Exercise directions: Convert the lines from the one with "The query is: ceiling light fixture" up to and including the one with "[80,50,140,71]" into a numbered list, leaving out any blank lines.

Records to process:
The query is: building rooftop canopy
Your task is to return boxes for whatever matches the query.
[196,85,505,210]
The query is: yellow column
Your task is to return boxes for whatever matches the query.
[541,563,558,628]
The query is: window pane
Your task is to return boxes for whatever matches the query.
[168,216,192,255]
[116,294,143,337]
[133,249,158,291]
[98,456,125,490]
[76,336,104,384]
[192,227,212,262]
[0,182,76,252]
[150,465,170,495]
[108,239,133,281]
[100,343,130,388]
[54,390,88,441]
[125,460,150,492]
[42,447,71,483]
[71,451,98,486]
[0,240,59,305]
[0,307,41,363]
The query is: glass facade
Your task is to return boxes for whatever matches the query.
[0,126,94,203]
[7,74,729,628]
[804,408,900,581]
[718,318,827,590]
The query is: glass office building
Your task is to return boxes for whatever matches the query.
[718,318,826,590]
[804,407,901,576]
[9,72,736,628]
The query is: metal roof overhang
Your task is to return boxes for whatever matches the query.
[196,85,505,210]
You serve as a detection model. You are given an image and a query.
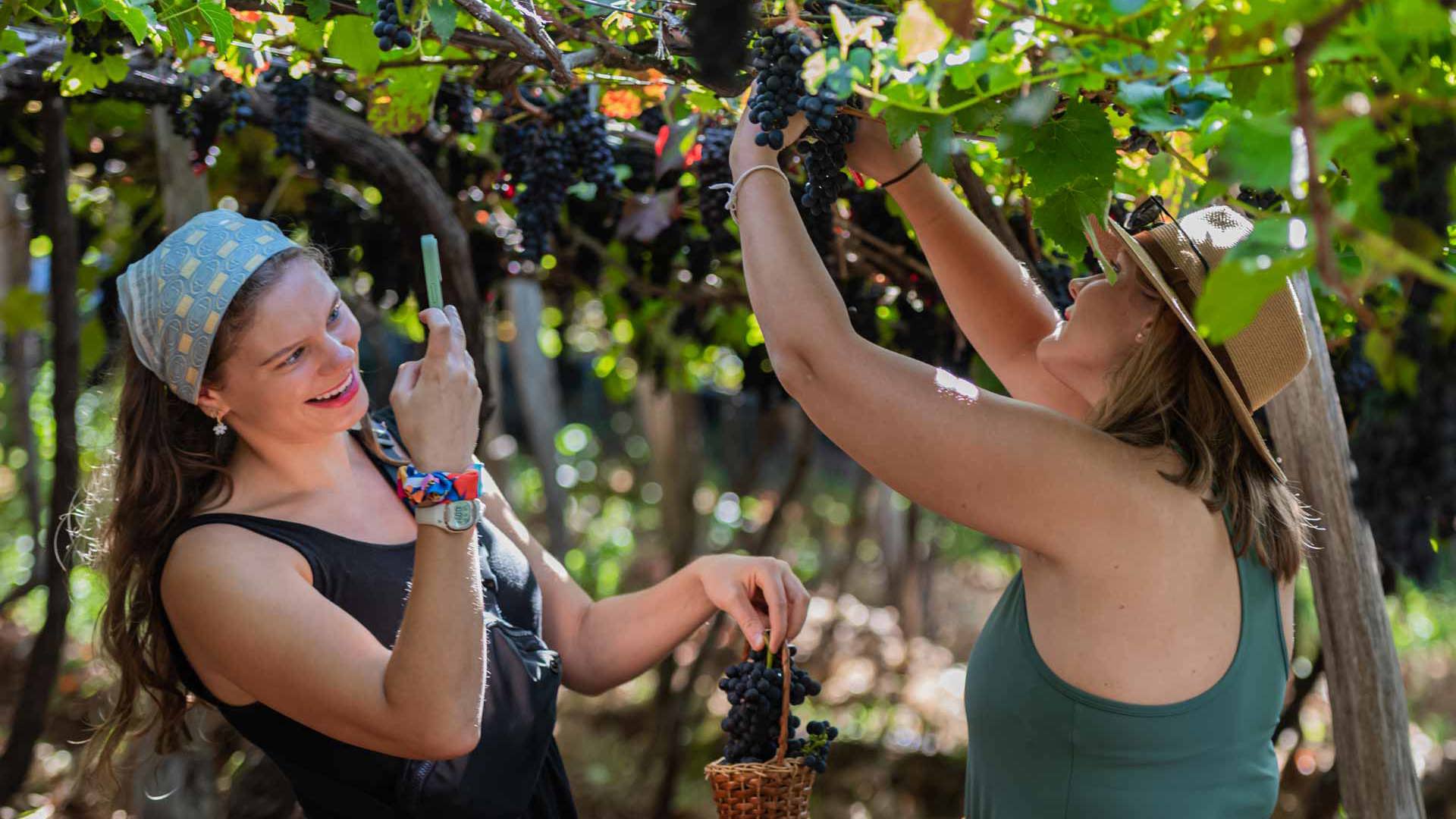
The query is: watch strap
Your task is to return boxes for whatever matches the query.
[415,500,481,532]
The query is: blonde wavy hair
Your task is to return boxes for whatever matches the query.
[1087,234,1318,583]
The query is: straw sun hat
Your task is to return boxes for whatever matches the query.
[1082,198,1310,481]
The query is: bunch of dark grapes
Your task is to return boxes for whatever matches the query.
[171,74,204,143]
[71,16,128,63]
[1374,120,1456,243]
[748,25,814,150]
[221,79,253,136]
[172,76,231,174]
[1238,188,1284,210]
[1350,121,1456,582]
[687,0,753,86]
[374,0,415,51]
[1119,125,1159,156]
[789,184,834,258]
[1350,290,1456,583]
[435,83,478,134]
[1037,255,1072,315]
[847,188,924,262]
[1006,212,1077,315]
[262,61,313,165]
[698,124,736,251]
[718,645,839,774]
[611,139,657,194]
[1331,329,1380,428]
[638,105,667,139]
[801,720,839,774]
[551,86,622,196]
[492,90,573,262]
[796,86,855,214]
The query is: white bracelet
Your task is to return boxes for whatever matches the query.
[708,165,789,224]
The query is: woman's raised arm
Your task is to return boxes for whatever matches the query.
[847,120,1089,419]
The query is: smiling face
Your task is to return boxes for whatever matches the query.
[1037,240,1165,403]
[198,256,369,443]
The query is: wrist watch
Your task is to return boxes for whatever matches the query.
[415,500,481,532]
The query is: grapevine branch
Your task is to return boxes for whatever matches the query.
[992,0,1147,46]
[1294,0,1364,305]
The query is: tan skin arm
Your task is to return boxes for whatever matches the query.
[847,120,1090,419]
[162,525,485,759]
[474,485,810,694]
[733,103,1178,560]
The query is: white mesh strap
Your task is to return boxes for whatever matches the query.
[708,165,789,224]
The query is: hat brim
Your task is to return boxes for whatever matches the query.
[1083,209,1287,481]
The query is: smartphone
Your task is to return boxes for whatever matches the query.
[419,233,446,310]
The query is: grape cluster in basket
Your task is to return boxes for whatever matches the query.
[718,645,839,774]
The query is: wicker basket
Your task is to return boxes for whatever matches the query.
[703,644,814,819]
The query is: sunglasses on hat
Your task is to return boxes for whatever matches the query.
[1122,194,1209,275]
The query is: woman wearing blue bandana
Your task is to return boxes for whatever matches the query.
[80,212,808,819]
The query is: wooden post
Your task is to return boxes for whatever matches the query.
[500,275,571,557]
[0,96,82,805]
[152,105,212,233]
[1266,272,1426,819]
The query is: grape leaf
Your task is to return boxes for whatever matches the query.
[1209,115,1294,188]
[896,0,951,65]
[1035,177,1112,258]
[1192,215,1315,344]
[102,0,152,44]
[328,14,380,77]
[425,0,456,42]
[920,114,961,177]
[926,0,981,39]
[997,101,1117,199]
[369,65,446,136]
[196,2,233,48]
[885,108,934,147]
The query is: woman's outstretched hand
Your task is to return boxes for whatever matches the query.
[728,80,810,174]
[389,305,481,472]
[693,555,810,651]
[845,117,920,182]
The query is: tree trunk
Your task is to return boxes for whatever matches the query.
[874,479,912,609]
[502,275,571,557]
[651,402,818,819]
[1268,272,1424,819]
[951,155,1037,270]
[253,92,498,419]
[0,177,49,551]
[0,96,80,805]
[152,105,212,227]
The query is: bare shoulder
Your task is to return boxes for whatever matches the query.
[162,523,313,599]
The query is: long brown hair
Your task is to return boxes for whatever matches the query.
[1087,234,1316,582]
[73,246,399,784]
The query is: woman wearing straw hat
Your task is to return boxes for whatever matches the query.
[731,83,1309,819]
[77,210,808,819]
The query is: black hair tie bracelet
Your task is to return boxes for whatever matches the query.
[880,156,924,188]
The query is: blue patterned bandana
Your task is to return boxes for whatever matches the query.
[117,210,299,403]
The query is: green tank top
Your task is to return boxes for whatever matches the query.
[965,510,1288,819]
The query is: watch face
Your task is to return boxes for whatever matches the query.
[446,500,475,532]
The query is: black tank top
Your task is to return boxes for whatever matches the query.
[155,419,576,819]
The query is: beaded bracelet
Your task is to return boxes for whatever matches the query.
[708,165,789,224]
[394,463,482,506]
[880,156,924,188]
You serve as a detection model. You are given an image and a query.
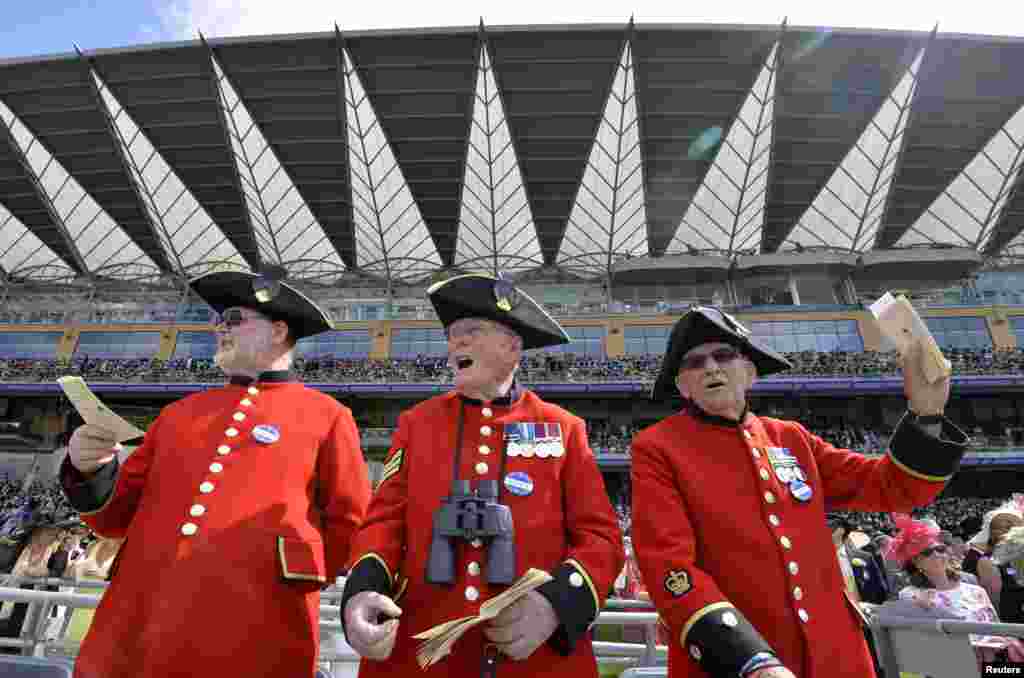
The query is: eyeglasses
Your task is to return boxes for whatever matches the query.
[919,544,946,558]
[682,346,739,370]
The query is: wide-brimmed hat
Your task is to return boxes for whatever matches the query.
[188,270,331,340]
[650,306,793,400]
[884,513,942,565]
[427,273,569,349]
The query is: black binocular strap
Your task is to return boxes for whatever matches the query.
[452,398,508,504]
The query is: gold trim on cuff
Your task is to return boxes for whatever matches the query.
[565,558,601,613]
[679,602,735,649]
[278,537,327,584]
[886,451,953,482]
[348,551,394,587]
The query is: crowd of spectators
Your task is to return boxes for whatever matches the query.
[6,348,1024,383]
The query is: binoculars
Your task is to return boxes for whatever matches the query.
[427,480,515,584]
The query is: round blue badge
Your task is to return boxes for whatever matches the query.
[790,480,814,502]
[253,424,281,444]
[505,471,534,497]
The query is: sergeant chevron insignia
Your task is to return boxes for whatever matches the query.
[377,448,406,488]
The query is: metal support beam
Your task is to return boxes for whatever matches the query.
[199,33,268,265]
[872,24,939,249]
[75,46,185,278]
[0,111,89,276]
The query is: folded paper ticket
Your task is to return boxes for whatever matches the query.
[413,567,554,669]
[870,292,952,383]
[57,377,145,442]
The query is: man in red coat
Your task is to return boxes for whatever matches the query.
[342,274,625,678]
[632,307,967,678]
[60,272,370,678]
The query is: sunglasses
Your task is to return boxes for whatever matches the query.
[918,544,946,558]
[682,347,739,370]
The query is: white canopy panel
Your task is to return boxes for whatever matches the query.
[896,100,1024,250]
[558,41,649,274]
[455,43,543,273]
[343,49,441,279]
[666,42,779,254]
[0,101,159,279]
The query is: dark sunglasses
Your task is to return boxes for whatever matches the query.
[919,544,946,558]
[682,347,739,370]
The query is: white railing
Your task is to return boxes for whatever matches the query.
[0,576,668,678]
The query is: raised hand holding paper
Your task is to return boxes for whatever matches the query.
[57,377,145,442]
[870,292,952,384]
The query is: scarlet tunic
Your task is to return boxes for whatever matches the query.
[342,389,625,678]
[61,373,370,678]
[632,411,967,678]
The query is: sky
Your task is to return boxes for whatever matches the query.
[6,0,1024,58]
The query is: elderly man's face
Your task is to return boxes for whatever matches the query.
[676,342,757,419]
[447,317,522,399]
[213,307,287,375]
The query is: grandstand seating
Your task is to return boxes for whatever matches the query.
[0,654,72,678]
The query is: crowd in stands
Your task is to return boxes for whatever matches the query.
[6,348,1024,383]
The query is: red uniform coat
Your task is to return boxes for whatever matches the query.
[632,412,966,678]
[345,391,625,678]
[62,382,370,678]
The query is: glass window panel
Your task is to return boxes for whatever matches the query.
[0,332,63,359]
[75,332,160,359]
[173,332,217,359]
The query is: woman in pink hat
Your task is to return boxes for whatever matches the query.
[886,514,1024,662]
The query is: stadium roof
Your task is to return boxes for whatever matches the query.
[0,22,1024,284]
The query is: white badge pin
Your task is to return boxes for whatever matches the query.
[253,424,281,444]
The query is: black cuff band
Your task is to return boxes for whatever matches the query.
[682,604,774,676]
[58,457,121,513]
[537,562,598,656]
[889,415,970,481]
[341,558,391,640]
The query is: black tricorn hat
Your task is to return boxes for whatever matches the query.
[188,270,331,340]
[650,306,793,400]
[427,273,569,349]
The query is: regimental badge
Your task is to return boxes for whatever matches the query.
[665,569,693,598]
[495,278,519,313]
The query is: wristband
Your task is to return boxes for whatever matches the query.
[739,652,782,678]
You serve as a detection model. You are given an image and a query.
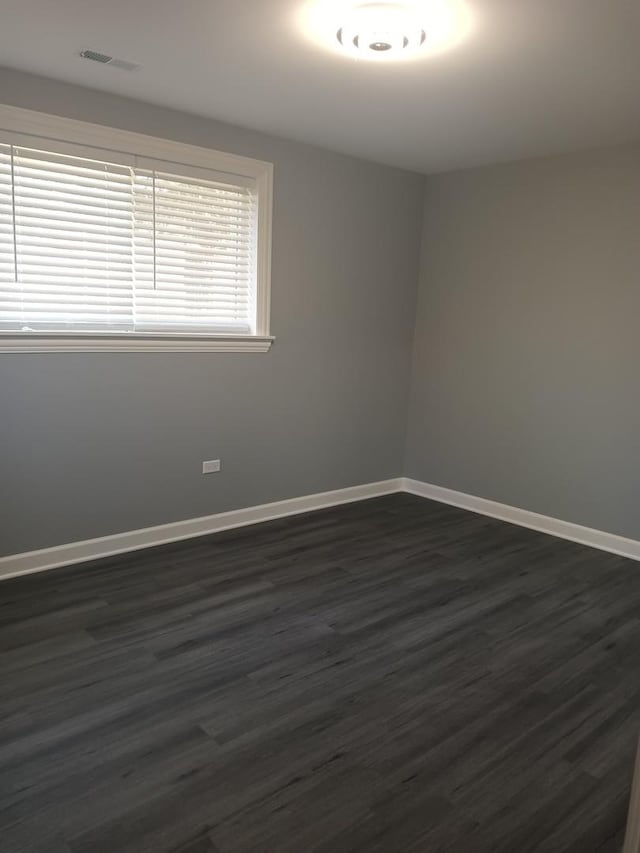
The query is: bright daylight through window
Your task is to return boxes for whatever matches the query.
[0,107,271,350]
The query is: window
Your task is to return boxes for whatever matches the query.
[0,107,272,351]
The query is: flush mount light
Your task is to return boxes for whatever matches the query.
[302,0,470,62]
[336,3,426,54]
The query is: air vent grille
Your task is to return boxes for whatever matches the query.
[80,50,113,65]
[80,49,140,71]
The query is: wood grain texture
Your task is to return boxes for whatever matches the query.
[0,494,640,853]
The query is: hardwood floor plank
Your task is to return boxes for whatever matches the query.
[0,494,640,853]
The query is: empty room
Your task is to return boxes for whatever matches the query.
[0,0,640,853]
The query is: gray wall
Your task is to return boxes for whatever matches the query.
[0,70,424,554]
[405,141,640,539]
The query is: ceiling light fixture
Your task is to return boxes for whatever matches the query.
[302,0,470,62]
[336,3,426,54]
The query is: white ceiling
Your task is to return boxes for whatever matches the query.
[0,0,640,172]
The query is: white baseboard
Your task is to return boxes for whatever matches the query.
[0,478,402,580]
[0,477,640,580]
[402,477,640,560]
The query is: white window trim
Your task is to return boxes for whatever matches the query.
[0,104,274,353]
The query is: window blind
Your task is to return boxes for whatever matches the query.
[0,144,257,334]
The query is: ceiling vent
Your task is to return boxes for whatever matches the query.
[80,50,140,71]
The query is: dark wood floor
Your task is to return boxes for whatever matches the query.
[0,495,640,853]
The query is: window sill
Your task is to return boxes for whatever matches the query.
[0,332,275,353]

Result for this task:
1. The query is: ceiling light fixture
2. Your task is to return boxes for whatever matches the query.
3. [302,0,470,62]
4. [336,3,426,54]
5. The query is: white ceiling
6. Your task is to return boxes for whatever matches the query.
7. [0,0,640,172]
8. The query is: white baseboard
9. Your task is to return boxes for whatever matches the query.
10. [0,478,402,580]
11. [0,477,640,580]
12. [402,477,640,560]
13. The query is: white window trim
14. Your task is to return boxes for whatever matches the query.
15. [0,104,274,353]
16. The query is: window blind
17. Your task is to return boxes for whatever matches the query.
18. [0,144,257,334]
19. The query is: ceiling vent
20. Your task is to return boxes for whatever matches the query.
21. [80,50,140,71]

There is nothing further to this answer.